South African HIV Women Suffer Under Inequality
WNN Features – WNN Report / Amnesty International

Violence and extreme poverty in rural South Africa place women at grave risk of becoming infected with HIV, according to a new report by Amnesty International. This undermines the ability of women who are HIV positive to seek and obtain treatment, thus worsening a national epidemic that is one of the worst in the world.
The 124-page report, based on interviews with rural women living with HIV, describes oppressive relationships with male partners, economic marginalization and severe inequalities.
“Rural women in South Africa are disproportionately affected by poverty and unemployment,” said Mary Rayner, Amnesty International’s South Africa researcher and author of the report titled “I Am At the Lowest End Of All.”
“They continue to experience discrimatory attitudes and practices — particularly from male partners and live in an environment rife with high levels of sexual and other gender-based violence.”
The South African government has gradually improved its response to the HIV epidemic through the adoption of the Department of Health’s widely-welcomed five-year plan to combat AIDS, HIV and other sexually transmitted diseases. Still, 5.5 million South Africans are HIV-infected (about 10 percent of the population), one of the highest prevalence rates in the world. Fifty-five percent of those infected are women. South African women under 25 are three to four times more likely to be HIV-infected than men in the same age group.
The report offers specific recommendations to the South African government to address the urgent needs of women with HIV in rural areas. The report calls on the government to urgently intensify efforts to prevent violence against women through stepped up policing and prosecution, and to address the economic inequalities that block HIV and AIDS prevention, treatment and care. Additionally, the report urges the government to widen access to health services for women in rural areas, and help them with the consequences of HIV, including safety concerns, when disclosing their status to male partners.
Many women interviewed by Amnesty International in South Africa said they were often unable to protect themselves against HIV infection because they felt at risk of violence from male partners when they suggested condom use.
▬▬▬▬▬▬▬▬▬▬
Exercise prompt:
Answer from the article on HIV among rural South African women:
(a) How many pages long is the Amnesty International report?
(b) What percentage of South Africans infected with HIV are women?
(c) What did many interviewed women say kept them from protecting themselves against HIV infection?
▬▬▬▬▬▬▬▬▬▬
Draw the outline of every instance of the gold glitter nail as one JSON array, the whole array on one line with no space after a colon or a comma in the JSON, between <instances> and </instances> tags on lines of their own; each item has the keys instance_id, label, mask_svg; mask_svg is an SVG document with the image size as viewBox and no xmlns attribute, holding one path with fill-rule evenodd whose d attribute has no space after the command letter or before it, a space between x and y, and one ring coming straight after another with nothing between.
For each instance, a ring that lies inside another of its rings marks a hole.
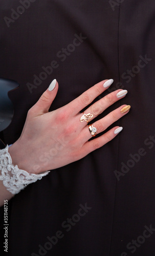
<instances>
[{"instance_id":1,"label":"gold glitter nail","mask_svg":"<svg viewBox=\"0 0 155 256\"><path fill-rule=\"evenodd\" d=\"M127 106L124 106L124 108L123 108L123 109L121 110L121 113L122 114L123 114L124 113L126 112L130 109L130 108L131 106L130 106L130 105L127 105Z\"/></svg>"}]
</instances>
▬▬▬▬▬▬▬▬▬▬
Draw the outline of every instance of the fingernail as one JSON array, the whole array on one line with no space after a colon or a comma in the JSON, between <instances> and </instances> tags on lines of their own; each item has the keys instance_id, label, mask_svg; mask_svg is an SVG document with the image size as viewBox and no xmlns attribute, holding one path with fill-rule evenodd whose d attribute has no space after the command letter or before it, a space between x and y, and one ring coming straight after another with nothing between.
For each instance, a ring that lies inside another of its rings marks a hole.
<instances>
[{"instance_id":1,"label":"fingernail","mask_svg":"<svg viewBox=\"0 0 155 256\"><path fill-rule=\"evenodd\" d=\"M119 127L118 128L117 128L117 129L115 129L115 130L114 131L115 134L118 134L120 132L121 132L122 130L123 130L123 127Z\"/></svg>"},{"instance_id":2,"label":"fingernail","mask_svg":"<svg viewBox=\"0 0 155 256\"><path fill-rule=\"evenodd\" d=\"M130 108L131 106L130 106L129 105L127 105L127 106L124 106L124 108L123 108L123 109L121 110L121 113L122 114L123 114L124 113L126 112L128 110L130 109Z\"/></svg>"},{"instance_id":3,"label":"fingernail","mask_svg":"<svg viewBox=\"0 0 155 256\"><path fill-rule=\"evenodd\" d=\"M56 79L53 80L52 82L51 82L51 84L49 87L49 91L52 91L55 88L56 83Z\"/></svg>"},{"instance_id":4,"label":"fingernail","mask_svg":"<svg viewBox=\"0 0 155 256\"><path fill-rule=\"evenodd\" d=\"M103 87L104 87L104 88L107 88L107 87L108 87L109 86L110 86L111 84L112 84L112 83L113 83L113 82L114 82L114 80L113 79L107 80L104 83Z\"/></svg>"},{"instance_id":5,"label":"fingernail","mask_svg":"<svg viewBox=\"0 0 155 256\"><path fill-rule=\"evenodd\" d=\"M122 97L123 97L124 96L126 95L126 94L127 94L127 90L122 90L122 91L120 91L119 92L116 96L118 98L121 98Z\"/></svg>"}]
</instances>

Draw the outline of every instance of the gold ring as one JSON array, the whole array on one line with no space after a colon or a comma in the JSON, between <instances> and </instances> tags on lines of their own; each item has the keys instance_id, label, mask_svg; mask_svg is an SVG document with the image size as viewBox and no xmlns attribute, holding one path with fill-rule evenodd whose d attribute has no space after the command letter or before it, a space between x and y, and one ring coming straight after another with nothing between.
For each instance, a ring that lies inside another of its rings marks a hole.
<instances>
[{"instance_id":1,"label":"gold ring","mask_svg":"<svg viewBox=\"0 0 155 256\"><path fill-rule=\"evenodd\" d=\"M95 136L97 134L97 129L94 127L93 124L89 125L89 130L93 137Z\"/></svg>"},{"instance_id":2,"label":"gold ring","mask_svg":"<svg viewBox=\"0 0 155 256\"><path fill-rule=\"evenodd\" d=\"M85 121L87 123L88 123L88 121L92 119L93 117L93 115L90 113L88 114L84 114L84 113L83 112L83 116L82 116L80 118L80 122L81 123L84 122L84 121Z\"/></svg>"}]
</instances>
▬▬▬▬▬▬▬▬▬▬
Exercise result:
(a) 124 pages.
(b) Fifty-five percent.
(c) They felt at risk of violence from male partners when they suggested condom use.